* _PASSAGE GIVEN_
######

Hop on board the tram that runs regularly from the hotel down to the resort’s Beach Club. There you can swim in one of the two freshwater pools, stroll the stretch of pink-sand shoreline or rent snorkel gear to explore the vibrant coral reefs nearby. Arrange for any number of seafaring-thrills – from shipwreck and reef scuba diving, sailing lessons, kayak rentals or a sunset cruise and snorkel trip – at the Dive and Watersports Center.

Explore the running and walking trails that circle the grounds and afford jaw-dropping views of Castle Harbour and Harrington Sound. Power up with a workout at the fitness center, which also has a tranquil outdoor space near a waterfall for yoga and tai-chi classes. Following all of that activity though, don't miss out on a booking a spoiling session (or two… or three) at the indulgent Sense Spa. Pop by for a mani-pedi, gents can come in for an expert shave in the proper barbershop and there are even immersive pampering sessions of soothing, scrubbing and sloughing that last up to five hours. Make mine a double….

######

* _RECORD EXTRACTS_
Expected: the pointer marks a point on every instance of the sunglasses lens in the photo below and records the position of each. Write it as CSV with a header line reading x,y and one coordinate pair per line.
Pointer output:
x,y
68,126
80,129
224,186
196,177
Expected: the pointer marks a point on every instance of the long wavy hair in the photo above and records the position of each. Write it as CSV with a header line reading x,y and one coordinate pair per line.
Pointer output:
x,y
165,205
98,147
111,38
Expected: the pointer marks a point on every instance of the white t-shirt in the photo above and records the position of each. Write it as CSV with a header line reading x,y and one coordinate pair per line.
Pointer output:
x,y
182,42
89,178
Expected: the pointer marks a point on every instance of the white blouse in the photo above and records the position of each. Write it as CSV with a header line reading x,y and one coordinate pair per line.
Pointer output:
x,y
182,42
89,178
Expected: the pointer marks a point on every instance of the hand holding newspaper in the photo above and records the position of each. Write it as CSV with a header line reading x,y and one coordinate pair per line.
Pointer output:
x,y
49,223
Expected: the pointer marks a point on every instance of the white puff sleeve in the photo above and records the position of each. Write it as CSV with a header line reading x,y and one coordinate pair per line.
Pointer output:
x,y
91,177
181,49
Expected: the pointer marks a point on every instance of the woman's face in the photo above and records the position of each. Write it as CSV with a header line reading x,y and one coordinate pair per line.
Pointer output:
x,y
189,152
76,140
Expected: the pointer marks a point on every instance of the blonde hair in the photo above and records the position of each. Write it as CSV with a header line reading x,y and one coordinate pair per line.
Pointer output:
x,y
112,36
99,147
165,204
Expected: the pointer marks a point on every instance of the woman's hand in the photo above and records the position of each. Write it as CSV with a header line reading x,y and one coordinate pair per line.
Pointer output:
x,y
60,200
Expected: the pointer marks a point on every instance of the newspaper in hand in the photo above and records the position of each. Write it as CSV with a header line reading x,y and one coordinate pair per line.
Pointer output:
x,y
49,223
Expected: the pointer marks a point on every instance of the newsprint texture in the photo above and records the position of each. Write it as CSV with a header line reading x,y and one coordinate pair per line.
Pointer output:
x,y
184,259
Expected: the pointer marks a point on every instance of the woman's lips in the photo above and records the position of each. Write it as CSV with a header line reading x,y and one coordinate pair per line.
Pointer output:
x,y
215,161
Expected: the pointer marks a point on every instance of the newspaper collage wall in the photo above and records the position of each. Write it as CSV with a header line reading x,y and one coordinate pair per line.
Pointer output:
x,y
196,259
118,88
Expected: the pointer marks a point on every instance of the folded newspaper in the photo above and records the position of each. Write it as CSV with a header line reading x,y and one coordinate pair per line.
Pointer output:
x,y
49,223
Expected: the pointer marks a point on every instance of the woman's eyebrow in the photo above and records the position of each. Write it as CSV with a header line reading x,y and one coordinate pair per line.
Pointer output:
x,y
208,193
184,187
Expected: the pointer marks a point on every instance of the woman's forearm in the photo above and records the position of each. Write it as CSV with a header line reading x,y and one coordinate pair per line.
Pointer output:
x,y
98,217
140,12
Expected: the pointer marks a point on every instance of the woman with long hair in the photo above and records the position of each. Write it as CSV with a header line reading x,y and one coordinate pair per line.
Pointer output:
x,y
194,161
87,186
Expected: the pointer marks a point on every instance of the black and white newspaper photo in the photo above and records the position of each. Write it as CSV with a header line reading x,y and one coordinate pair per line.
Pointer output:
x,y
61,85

######

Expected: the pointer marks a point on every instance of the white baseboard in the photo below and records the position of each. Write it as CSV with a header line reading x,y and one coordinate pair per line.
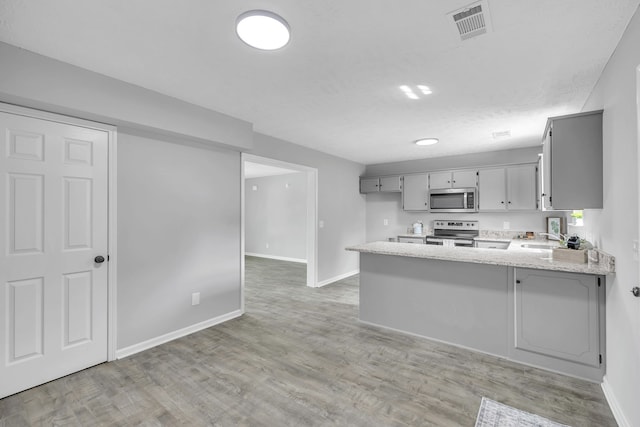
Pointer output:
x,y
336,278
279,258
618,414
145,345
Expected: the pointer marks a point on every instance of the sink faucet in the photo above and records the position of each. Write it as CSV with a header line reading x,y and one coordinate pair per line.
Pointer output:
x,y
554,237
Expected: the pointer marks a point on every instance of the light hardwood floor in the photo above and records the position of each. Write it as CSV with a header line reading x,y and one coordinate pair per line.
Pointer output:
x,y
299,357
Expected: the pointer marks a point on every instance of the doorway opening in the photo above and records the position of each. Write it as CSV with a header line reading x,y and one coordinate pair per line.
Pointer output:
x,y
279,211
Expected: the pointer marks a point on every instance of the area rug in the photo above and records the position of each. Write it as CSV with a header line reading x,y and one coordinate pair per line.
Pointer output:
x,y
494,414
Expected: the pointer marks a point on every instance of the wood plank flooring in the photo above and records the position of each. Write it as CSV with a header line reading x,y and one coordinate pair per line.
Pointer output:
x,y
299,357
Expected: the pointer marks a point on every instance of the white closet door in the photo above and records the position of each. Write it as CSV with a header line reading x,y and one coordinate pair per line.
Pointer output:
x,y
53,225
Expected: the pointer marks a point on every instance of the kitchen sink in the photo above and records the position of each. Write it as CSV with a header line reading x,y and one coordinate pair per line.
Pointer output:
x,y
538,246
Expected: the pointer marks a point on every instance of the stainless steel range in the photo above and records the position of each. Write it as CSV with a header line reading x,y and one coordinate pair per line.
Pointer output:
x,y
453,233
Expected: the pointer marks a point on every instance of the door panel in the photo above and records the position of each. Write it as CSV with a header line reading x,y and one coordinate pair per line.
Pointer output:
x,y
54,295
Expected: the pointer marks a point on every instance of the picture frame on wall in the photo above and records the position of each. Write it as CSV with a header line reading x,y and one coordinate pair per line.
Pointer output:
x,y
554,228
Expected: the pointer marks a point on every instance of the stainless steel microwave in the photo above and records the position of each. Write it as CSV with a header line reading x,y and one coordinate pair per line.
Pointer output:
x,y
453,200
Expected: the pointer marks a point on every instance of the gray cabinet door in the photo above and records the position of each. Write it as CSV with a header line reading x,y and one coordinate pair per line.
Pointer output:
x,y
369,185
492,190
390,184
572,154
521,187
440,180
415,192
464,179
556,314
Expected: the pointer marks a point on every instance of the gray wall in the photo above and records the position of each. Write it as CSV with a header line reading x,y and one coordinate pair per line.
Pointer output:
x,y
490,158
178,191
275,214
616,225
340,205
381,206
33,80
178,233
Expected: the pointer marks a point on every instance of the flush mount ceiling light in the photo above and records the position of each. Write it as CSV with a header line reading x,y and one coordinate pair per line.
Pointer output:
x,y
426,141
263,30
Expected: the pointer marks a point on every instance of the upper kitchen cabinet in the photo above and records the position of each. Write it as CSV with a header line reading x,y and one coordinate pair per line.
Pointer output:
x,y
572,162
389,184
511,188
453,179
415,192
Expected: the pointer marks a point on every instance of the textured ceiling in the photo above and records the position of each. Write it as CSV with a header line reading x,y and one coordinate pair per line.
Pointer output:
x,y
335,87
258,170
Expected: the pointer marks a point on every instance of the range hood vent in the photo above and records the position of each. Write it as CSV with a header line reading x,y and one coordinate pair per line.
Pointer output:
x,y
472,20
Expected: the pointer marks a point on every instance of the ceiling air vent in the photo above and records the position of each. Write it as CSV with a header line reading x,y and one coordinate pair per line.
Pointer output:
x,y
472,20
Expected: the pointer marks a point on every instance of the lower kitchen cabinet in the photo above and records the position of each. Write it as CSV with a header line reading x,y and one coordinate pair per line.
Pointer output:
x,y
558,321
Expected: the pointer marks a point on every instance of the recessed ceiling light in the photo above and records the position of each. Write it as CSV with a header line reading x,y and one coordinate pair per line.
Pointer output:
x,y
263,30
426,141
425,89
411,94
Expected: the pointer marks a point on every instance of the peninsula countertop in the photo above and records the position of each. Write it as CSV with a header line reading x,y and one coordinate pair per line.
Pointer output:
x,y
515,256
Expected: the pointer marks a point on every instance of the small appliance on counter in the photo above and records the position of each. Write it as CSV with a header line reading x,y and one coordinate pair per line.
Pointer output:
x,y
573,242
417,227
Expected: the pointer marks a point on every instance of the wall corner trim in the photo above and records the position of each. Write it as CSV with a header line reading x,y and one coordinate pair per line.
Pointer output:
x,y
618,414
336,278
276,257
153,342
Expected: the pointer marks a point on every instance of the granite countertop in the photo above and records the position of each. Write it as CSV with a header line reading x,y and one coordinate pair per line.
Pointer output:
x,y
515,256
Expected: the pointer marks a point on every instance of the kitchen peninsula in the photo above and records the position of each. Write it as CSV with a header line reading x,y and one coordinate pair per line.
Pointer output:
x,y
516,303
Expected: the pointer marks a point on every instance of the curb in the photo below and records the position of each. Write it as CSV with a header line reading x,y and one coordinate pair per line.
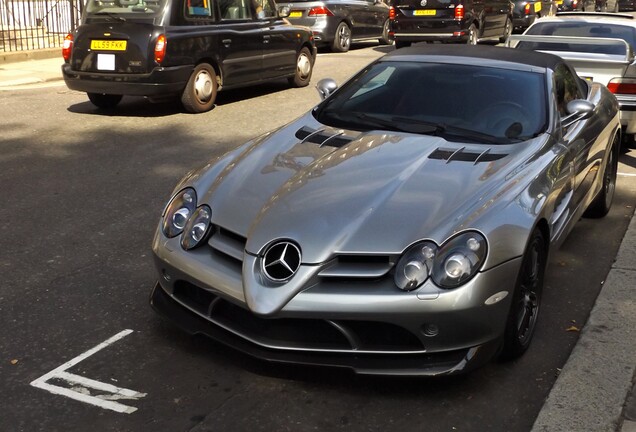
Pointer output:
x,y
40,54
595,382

######

* _INSTRUCTIONS FOR THE TASK_
Answer these questions from the resort passage:
(a) How many freshwater pools does the Beach Club have?
(b) Which two views do the running and walking trails offer?
(c) How long can the pampering sessions at the Sense Spa last?
The records have no role in this exercise.

* _FULL OUTPUT_
(a) Two.
(b) Castle Harbour and Harrington Sound.
(c) Up to five hours.